## Relato
•••••
C. El lo negó diciendo:
S. - Ni sé ni entiendo lo que quieres decir.
C. Salió fuera al zaguán, y un gallo cantó.
La criada, al verlo, volvió a decir a los presentes:
S - Este es uno de ellos.
C. Y él lo volvió a negar.
Al poco rato también los presentes dijeron a Pedro:
S. - Seguro que eres uno de ellos, pues eres Galileo.
C. Pero él se puso a echar maldiciones y a jurar:
S - No conozco a ese hombre que decís.
C. Y en seguida, por segunda vez, cantó el gallo.
Pedro se acordó de las palabras que le había dicho Jesús
“Antes de que cante él gallo dos veces, me habrás negado tres”, y
rompió a llorar.
Apenas se hizo de día, los sumos sacerdotes con los ancianos, 
os letrados y el sanedrín en pleno, prepararon la sentencia; y,
atando a Jesús, lo llevaron y lo entregaron a Pilato.
•••••
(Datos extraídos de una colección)
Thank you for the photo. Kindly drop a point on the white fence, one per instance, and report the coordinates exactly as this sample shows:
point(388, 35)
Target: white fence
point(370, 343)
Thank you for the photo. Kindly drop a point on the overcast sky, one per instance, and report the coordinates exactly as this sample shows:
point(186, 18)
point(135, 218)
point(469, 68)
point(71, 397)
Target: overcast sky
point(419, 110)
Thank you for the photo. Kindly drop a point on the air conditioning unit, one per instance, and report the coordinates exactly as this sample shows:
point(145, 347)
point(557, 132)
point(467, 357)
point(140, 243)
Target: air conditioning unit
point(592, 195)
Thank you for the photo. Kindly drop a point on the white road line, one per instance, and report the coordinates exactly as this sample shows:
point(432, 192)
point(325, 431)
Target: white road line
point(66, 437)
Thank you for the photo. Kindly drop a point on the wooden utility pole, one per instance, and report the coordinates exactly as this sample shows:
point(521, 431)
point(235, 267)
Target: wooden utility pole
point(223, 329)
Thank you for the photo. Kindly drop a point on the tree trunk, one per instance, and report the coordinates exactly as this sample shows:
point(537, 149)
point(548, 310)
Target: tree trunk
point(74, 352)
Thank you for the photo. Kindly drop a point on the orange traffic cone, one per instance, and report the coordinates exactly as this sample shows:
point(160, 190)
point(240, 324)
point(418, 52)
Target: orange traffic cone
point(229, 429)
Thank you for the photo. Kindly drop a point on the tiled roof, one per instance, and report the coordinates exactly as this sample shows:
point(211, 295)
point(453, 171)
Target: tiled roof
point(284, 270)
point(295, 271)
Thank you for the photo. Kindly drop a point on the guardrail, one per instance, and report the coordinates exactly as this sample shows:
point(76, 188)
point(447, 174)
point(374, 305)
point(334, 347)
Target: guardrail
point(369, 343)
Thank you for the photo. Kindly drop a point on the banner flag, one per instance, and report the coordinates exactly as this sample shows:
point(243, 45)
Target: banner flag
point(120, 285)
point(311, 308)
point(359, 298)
•••••
## Ejercicios
A) Indica si cada afirmación concuerda con el relato y cita las palabras exactas que lo deciden: (i) el gallo cantó dos veces; (ii) los presentes identifican a Pedro como galileo; (iii) Jesús fue entregado a Herodes.
B) Responde con brevedad según el relato:
(i) ¿Adónde salió Pedro después de negar por primera vez?
(ii) ¿Qué hizo Pedro al acordarse de las palabras de Jesús?
(iii) ¿Cuándo prepararon la sentencia los sumos sacerdotes?
C) Continúa, por favor, el relato de la negación de Pedro a partir de su última oración.

## Respuestas escritas
A)
(i) Sí: "por segunda vez, cantó el gallo".
(ii) Sí: "Seguro que eres uno de ellos, pues eres Galileo".
(iii) No: "lo entregaron a Pilato".

B)
(i) Al zaguán.
(ii) Rompió a llorar.
(iii) Apenas se hizo de día.

C)
Pilato le preguntó:
S.- ¿Eres tú el rey de los judíos?
C. El respondió:
+ - Tú lo dices.
C. Y los sumos sacerdotes lo acusaban de muchas cosas.
Pilato le preguntó de nuevo:
S. - ¿No contestas nada? Mira de cuántas cosas te acusan.
C. Jesús no contestó más; de modo que Pilato estaba muy extrañado.
Por la fiesta solía soltarse un preso, el que le pidieran.
Estaba en la cárcel un tal Barrabás, con los revoltosos que
habían cometido un homicidio en la revuelta.
La gente subió y empezó a pedir el indulto de costumbre.
Pilato les contestó:
S. - ¿Queréis que os suelte al rey de los judíos?
C. Pues sabía que los sumos sacerdotes se lo habían entregado por envidia.
Pero los sumos sacerdotes soliviantaron a la gente para que
pidieran la libertad de Barrabás.
Pilato tomó de nuevo la palabra y les preguntó:
S.- ¿Qué hago con el que llamáis rey de los judíos?
C. Ellos gritaron de nuevo:
S.- Crucifícalo.
C. Pilato les dijo:
S.- Pues ¿qué mal ha hecho?
C. Ellos gritaron más fuerte:
S.- Crucifícalo.
C. Y Pilato, queriendo dar gusto a la gente, les soltó a Barrabás;
y a Jesús, después de azotarlo, lo entregó para que lo crucificaran.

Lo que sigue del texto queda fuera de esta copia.